Start of Block

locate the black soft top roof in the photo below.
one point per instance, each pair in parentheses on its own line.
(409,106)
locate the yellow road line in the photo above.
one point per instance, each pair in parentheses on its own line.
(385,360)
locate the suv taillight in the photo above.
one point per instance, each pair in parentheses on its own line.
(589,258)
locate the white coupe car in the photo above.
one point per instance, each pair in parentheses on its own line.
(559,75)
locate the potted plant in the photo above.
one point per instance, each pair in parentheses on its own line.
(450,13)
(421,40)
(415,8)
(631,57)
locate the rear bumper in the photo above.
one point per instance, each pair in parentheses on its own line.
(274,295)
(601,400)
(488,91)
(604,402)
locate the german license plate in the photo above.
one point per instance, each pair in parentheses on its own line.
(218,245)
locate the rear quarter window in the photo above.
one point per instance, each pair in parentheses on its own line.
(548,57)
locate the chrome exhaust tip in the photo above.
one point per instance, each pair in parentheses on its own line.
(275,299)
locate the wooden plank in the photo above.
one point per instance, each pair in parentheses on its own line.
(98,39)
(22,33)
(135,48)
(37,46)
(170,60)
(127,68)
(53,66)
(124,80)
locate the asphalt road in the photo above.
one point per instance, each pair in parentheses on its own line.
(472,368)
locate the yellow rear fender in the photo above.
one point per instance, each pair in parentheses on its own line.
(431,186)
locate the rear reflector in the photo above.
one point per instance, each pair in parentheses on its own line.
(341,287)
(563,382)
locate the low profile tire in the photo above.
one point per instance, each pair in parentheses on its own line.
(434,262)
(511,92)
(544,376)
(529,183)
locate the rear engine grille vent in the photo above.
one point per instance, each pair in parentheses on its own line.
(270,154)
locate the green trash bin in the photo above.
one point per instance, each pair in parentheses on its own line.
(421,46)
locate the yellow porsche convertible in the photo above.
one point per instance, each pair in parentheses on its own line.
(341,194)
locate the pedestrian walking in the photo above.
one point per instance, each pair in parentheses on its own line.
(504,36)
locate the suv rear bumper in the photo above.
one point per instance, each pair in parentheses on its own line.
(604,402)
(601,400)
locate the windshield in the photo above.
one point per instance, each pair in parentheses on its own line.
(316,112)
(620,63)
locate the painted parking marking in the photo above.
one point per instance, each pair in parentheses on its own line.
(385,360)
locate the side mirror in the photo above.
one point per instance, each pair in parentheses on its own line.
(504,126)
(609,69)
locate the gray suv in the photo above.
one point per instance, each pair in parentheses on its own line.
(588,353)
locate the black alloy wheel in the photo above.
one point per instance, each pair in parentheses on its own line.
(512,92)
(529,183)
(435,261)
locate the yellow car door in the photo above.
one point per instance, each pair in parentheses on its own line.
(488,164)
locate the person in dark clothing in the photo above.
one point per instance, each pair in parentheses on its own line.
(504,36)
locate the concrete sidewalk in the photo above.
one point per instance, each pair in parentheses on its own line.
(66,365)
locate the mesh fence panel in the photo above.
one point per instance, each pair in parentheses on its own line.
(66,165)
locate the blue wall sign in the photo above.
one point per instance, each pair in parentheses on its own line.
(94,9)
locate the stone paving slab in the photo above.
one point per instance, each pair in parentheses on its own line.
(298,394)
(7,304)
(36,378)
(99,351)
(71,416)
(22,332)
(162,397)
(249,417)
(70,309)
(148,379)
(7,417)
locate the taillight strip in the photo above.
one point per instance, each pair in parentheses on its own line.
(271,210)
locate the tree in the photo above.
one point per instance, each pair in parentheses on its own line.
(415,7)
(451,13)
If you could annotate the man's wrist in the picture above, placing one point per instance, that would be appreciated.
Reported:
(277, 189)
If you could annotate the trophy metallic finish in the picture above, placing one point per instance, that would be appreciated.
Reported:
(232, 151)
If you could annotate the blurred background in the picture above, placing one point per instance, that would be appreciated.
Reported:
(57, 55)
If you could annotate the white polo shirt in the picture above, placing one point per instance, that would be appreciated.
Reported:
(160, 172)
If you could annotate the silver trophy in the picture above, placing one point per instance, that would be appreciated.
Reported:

End of Block

● What to work on
Copy whichever lines in the listing above contain the word "rear".

● Solution to this exercise
locate the rear bumper in the photo above.
locate the rear quarter window in the photo above.
locate the yellow rear fender in the photo above.
locate the rear reflector in the photo above.
locate the rear engine grille vent in the photo above.
locate the suv rear bumper in the photo above.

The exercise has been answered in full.